— Goal —
Pull out every line in the records below that contains the word "flower".

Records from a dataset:
------------------------------------------------------------

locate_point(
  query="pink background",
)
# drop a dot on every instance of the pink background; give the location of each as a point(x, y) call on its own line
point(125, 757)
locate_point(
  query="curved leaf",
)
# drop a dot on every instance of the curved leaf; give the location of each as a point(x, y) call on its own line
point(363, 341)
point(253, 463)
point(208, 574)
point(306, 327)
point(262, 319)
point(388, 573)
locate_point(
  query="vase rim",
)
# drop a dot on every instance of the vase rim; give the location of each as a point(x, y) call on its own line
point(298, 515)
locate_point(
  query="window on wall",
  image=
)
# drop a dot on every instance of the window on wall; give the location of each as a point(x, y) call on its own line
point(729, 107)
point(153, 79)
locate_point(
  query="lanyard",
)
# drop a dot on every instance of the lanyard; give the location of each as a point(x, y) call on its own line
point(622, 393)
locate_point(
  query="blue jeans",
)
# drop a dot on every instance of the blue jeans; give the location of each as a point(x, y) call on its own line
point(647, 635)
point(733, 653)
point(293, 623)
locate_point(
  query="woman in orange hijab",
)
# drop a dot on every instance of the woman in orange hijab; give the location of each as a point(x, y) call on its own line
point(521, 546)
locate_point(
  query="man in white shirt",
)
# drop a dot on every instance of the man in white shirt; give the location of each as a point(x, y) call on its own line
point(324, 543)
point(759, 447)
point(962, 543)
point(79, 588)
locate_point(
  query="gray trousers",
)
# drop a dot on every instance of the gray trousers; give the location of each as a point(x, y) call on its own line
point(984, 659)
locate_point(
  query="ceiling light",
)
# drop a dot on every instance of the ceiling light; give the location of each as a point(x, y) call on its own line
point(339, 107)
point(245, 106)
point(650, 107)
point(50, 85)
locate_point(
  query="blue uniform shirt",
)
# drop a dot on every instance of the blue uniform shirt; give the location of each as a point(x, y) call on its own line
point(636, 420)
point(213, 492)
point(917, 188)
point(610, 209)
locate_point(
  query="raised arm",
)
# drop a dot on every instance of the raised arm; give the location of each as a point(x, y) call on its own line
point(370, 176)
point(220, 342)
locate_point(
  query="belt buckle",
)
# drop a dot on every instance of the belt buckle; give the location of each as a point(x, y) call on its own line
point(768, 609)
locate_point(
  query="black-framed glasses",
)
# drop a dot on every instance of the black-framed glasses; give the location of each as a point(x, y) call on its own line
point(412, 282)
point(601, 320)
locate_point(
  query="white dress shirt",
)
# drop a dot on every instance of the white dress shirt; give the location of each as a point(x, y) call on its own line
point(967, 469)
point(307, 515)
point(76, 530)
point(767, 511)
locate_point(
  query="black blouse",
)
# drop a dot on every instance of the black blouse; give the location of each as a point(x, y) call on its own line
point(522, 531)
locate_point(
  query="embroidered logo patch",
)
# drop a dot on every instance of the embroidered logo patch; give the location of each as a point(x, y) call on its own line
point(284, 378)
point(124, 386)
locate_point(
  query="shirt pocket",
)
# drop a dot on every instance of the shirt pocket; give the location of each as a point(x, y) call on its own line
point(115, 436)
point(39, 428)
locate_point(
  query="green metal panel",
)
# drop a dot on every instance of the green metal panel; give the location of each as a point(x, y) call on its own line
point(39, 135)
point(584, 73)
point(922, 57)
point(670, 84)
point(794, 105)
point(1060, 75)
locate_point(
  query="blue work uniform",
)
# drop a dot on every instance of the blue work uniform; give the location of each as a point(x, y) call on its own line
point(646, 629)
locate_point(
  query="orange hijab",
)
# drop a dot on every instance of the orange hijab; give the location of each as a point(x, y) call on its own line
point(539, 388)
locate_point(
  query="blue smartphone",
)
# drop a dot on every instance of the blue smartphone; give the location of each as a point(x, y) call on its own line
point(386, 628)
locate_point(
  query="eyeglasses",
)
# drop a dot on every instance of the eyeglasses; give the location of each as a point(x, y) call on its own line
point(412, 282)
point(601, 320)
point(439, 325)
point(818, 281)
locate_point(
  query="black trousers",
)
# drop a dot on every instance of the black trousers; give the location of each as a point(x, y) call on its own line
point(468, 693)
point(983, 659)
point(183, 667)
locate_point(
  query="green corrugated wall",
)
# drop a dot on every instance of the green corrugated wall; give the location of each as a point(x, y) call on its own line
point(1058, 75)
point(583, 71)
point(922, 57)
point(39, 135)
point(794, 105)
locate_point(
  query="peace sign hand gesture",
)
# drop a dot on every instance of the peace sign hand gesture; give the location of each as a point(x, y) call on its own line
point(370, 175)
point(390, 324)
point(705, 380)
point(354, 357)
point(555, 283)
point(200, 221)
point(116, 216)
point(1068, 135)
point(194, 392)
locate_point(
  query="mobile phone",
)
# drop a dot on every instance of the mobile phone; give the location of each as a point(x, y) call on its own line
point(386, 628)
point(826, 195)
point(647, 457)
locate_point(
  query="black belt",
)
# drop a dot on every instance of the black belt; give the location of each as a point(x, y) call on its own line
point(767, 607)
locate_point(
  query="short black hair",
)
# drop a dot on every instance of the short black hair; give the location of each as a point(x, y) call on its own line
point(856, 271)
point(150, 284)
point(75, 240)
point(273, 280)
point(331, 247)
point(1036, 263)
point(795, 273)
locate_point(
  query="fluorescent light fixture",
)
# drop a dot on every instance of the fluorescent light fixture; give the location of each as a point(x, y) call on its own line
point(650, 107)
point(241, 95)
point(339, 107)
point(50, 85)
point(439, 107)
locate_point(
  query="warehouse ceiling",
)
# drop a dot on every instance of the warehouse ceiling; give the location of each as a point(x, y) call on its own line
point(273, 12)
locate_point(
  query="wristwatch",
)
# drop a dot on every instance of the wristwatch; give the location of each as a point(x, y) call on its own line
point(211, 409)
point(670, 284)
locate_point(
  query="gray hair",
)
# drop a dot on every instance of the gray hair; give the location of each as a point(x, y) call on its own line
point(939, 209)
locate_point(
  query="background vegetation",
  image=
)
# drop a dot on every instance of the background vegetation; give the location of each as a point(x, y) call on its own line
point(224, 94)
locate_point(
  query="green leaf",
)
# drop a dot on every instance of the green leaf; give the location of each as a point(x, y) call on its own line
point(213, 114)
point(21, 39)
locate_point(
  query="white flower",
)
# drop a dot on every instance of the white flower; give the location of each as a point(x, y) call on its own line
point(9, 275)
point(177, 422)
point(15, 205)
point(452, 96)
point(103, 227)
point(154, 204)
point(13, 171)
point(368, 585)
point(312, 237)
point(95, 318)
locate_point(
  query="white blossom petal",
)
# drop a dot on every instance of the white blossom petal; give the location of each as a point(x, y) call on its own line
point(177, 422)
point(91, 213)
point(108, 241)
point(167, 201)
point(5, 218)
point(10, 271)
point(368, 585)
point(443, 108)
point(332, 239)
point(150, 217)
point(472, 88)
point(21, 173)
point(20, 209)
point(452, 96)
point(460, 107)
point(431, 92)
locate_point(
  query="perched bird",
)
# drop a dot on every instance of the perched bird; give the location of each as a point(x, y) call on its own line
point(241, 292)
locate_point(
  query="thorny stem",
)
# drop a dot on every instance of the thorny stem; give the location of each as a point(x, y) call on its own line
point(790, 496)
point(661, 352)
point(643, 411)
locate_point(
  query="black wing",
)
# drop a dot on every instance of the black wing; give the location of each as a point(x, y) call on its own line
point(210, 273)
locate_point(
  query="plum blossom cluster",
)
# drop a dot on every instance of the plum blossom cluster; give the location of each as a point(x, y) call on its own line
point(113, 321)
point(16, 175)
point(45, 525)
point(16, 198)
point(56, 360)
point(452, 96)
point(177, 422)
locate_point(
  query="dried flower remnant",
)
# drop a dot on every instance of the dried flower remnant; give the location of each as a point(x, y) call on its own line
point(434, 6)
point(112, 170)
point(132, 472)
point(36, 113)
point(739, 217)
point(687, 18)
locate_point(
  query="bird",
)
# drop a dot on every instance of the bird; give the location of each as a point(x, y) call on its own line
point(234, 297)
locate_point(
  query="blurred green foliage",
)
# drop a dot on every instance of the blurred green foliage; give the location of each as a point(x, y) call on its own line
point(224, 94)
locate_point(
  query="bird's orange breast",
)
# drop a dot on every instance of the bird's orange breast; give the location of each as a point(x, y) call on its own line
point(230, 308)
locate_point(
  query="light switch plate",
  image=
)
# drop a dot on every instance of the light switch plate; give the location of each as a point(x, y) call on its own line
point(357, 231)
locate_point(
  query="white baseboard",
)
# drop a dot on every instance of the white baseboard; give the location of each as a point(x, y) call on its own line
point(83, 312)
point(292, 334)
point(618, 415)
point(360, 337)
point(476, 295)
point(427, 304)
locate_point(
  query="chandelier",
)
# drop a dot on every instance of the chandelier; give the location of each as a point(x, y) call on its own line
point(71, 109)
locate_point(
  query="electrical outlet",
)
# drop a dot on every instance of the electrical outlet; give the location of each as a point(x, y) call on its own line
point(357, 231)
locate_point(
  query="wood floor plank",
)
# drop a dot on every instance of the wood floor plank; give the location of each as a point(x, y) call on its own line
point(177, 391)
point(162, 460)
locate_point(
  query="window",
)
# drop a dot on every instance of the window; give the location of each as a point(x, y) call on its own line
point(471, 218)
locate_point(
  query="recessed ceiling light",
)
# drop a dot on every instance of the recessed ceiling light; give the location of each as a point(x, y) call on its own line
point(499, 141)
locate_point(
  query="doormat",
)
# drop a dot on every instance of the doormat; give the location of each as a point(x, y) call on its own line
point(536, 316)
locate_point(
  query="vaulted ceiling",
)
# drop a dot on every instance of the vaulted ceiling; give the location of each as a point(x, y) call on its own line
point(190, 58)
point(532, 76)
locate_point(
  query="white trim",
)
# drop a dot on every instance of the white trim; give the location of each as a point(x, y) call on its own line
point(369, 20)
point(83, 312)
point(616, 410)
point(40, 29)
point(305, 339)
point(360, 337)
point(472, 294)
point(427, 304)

------------------------------------------------------------

— Written answer —
  query="white flower",
# drop a dot on every instance of the white flower; give the location of each as a point(x, y) call on its own line
  query="dried flower remnant",
# drop a dot on every instance of the dried flower remnant; give the location of each as a point(x, y) call on its own line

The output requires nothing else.